Complete o seguinte:
1. Resuma o trecho selecionado em duas frases.
2. Cite do trecho selecionado, sem nenhuma alteração, a passagem que começa em "Depois que a" e segue até "2002 e 2003.".
:: Trecho selecionado
Depois que a administração Bush declarou uma completa oposição ao tratado, a Rússia passou a negociar politicamente sua adesão e até hoje se negou a confirmá-la, colocando-se ao lado dos EUA apesar da forte pressão exercida pela Europa e pelos países em desenvolvimento. Enquanto isso, as emissões de CO2 no mundo aumentaram ao final do ano passado em 14% comparadas à já trágica situação constatada em 1990. Segundo a Organização Meteorológica Internacional, os três anos mais quentes conhecidos pela humanidade (medições desde 1880) foram, pela ordem, 1998, 2002 e 2003.
::::
:: Informações apresentadas
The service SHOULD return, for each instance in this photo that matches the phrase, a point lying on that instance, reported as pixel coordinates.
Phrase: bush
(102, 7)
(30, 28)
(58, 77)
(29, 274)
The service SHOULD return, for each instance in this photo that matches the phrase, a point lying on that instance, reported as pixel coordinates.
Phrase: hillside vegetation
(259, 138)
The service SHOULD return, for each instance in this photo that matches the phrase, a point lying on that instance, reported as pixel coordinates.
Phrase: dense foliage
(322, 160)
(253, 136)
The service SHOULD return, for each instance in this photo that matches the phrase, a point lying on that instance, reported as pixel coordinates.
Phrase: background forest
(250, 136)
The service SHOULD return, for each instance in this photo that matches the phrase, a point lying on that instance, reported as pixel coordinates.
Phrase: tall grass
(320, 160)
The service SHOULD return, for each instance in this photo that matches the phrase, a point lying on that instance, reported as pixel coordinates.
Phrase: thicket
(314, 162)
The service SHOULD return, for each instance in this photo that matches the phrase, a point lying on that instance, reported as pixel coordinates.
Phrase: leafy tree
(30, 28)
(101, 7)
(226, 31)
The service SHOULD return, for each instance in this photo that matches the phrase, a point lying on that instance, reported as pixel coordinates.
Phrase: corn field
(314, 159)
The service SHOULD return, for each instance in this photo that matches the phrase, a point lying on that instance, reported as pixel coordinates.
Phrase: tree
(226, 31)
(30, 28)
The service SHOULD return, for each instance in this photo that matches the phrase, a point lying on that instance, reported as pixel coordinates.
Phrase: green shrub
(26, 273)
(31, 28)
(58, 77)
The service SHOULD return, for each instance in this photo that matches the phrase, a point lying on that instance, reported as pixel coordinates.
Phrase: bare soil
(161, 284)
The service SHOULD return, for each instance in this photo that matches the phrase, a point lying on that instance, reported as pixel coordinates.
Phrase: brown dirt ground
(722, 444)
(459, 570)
::::
Respostas do exercício:
1. Depois que o governo Bush se declarou totalmente contra o tratado, a Rússia passou a negociar politicamente sua adesão e até hoje não a confirmou, alinhando-se aos EUA apesar da forte pressão da Europa e dos países em desenvolvimento. Enquanto isso, as emissões mundiais de CO2 subiram 14% em relação a 1990, e, segundo a Organização Meteorológica Internacional, os três anos mais quentes desde o início das medições em 1880 foram 1998, 2002 e 2003.

2.
Depois que a administração Bush declarou uma completa oposição ao tratado, a Rússia passou a negociar politicamente sua adesão e até hoje se negou a confirmá-la, colocando-se ao lado dos EUA apesar da forte pressão exercida pela Europa e pelos países em desenvolvimento. Enquanto isso, as emissões de CO2 no mundo aumentaram ao final do ano passado em 14% comparadas à já trágica situação constatada em 1990. Segundo a Organização Meteorológica Internacional, os três anos mais quentes conhecidos pela humanidade (medições desde 1880) foram, pela ordem, 1998, 2002 e 2003.